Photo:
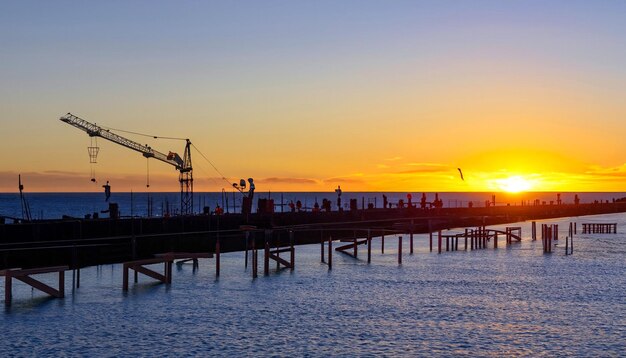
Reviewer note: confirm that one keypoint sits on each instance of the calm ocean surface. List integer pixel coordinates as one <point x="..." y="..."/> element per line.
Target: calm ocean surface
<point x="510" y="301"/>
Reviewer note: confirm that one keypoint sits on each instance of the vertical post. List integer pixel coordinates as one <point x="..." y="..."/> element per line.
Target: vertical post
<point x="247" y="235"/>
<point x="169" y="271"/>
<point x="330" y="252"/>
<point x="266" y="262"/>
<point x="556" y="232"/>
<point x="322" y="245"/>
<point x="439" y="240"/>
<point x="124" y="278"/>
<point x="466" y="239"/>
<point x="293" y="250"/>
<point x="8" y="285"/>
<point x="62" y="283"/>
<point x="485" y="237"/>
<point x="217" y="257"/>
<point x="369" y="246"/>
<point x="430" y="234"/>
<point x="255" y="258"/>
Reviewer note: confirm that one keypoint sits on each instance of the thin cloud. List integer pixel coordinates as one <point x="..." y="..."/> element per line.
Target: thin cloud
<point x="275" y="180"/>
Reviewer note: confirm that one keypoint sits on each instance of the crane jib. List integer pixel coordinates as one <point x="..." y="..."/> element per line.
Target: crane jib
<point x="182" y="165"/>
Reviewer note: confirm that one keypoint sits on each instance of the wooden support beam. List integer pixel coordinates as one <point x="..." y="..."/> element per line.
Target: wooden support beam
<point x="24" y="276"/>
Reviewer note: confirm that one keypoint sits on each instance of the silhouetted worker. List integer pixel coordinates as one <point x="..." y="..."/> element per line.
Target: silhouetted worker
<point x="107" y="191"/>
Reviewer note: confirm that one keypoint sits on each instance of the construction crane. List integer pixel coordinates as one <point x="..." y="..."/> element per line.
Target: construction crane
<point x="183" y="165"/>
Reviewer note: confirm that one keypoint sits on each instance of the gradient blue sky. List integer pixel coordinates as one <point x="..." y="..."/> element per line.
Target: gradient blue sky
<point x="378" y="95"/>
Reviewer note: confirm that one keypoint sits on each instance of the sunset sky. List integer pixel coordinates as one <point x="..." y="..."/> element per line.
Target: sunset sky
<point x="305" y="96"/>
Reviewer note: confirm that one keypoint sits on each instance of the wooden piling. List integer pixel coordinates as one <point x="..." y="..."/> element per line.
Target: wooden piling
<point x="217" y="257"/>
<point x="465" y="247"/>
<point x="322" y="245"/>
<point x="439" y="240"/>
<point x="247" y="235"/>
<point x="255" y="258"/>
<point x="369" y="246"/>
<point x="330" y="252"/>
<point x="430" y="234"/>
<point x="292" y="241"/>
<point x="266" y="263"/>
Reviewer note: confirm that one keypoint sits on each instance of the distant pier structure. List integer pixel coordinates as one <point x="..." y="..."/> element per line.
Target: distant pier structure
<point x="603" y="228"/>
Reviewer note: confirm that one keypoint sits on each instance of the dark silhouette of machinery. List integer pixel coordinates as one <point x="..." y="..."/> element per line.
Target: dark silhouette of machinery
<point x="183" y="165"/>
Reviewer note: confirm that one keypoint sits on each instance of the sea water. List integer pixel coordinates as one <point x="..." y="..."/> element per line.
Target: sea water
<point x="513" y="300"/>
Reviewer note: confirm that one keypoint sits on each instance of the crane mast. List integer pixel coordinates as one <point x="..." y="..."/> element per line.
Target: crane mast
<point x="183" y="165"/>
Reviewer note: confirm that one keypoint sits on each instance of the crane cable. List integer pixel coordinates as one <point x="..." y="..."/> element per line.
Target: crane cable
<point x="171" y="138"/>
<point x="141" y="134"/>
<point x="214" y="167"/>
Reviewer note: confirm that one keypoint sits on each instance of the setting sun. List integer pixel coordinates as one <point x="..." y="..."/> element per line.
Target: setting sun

______

No pictures belong in the copy. Transcribe every entry exactly.

Photo:
Reviewer note: confirm that one keypoint sits on each instance of the calm ocean surface. List integer pixel coordinates as one <point x="..." y="..."/> element per line.
Target: calm ocean surface
<point x="510" y="301"/>
Reviewer note: confirm that one keypoint sits on each instance of the vertical post. List integer pixel coordinates as one <point x="..." y="..."/> element per line.
Target: vertical post
<point x="247" y="235"/>
<point x="169" y="271"/>
<point x="330" y="252"/>
<point x="266" y="262"/>
<point x="556" y="232"/>
<point x="322" y="245"/>
<point x="439" y="240"/>
<point x="124" y="278"/>
<point x="466" y="239"/>
<point x="293" y="250"/>
<point x="8" y="285"/>
<point x="62" y="283"/>
<point x="485" y="237"/>
<point x="217" y="257"/>
<point x="369" y="246"/>
<point x="430" y="234"/>
<point x="255" y="258"/>
Reviewer note: confirm that one keypoint sits on each instance of the thin cloud. List integer pixel coordinates as one <point x="..." y="..."/> element per line.
Target: thin cloud
<point x="275" y="180"/>
Reviewer note: confirm that one keypoint sits on each instance of the crane jib. List integer pixel coordinates as one <point x="..." y="..."/> element per line.
Target: crane jib
<point x="182" y="165"/>
Reviewer note: confirm that one keypoint sits on each instance of the wooden support beam. List integer pixel coordinates as one <point x="..." y="..."/> element per line.
Target: wooden support beam
<point x="24" y="276"/>
Reviewer note: confirm that one keypoint sits on each instance of the silhouetted worker. List integer pixel coordinates as one <point x="..." y="..."/> element per line.
Target: silhouetted worker
<point x="107" y="191"/>
Reviewer note: confirm that one keypoint sits on each instance of the construction crane. List integer pixel coordinates as one <point x="..." y="..."/> element per line.
Target: construction crane
<point x="183" y="165"/>
Reviewer note: confirm that one keypoint sits on each instance of the gradient blue sky. List integer pixel coordinates as one <point x="..." y="..."/> element per line.
Target: gradient blue sky
<point x="378" y="95"/>
Reviewer note: confirm that one keypoint sits on each instance of the sunset sky. List integer pixel coordinates as one <point x="..." y="..."/> element per line.
Target: sunset sky
<point x="305" y="96"/>
Reviewer note: confirm that one keypoint sits on each instance of the wooden piling. List integer pixel coordinates as one <point x="..." y="..."/> element per line.
Target: wooden piling
<point x="217" y="257"/>
<point x="465" y="247"/>
<point x="322" y="245"/>
<point x="439" y="240"/>
<point x="247" y="235"/>
<point x="255" y="258"/>
<point x="369" y="246"/>
<point x="330" y="252"/>
<point x="430" y="234"/>
<point x="292" y="241"/>
<point x="266" y="263"/>
Reviewer note: confirm that one keypoint sits on each instance of the distant pier structure. List integer pixel coordinates as one <point x="..." y="..."/> element per line.
Target: distant pier structure
<point x="603" y="228"/>
Reviewer note: confirm that one keypoint sits on each instance of the dark silhouette of machinery. List integer pixel coordinates as one <point x="..." y="..."/> element per line.
Target: dark silhouette of machinery
<point x="183" y="165"/>
Reviewer note: confirm that one keypoint sits on each instance of the sea water. List integer pixel coordinates as one <point x="..." y="..."/> element per line.
Target: sea water
<point x="513" y="300"/>
Reviewer note: confirm that one keypoint sits on each instance of the crane mast. List integer pixel coordinates as one <point x="..." y="..."/> element per line.
Target: crane mast
<point x="183" y="165"/>
Reviewer note: confirm that one keypoint sits on each instance of the crane cable. List integer pixel coordinates as one <point x="..." y="..."/> element per line.
Target: crane cable
<point x="171" y="138"/>
<point x="141" y="134"/>
<point x="214" y="167"/>
Reviewer note: confirm that one keypoint sits on each instance of the setting sun. List integer pixel coordinates as one <point x="..." y="..."/> element per line.
Target: setting sun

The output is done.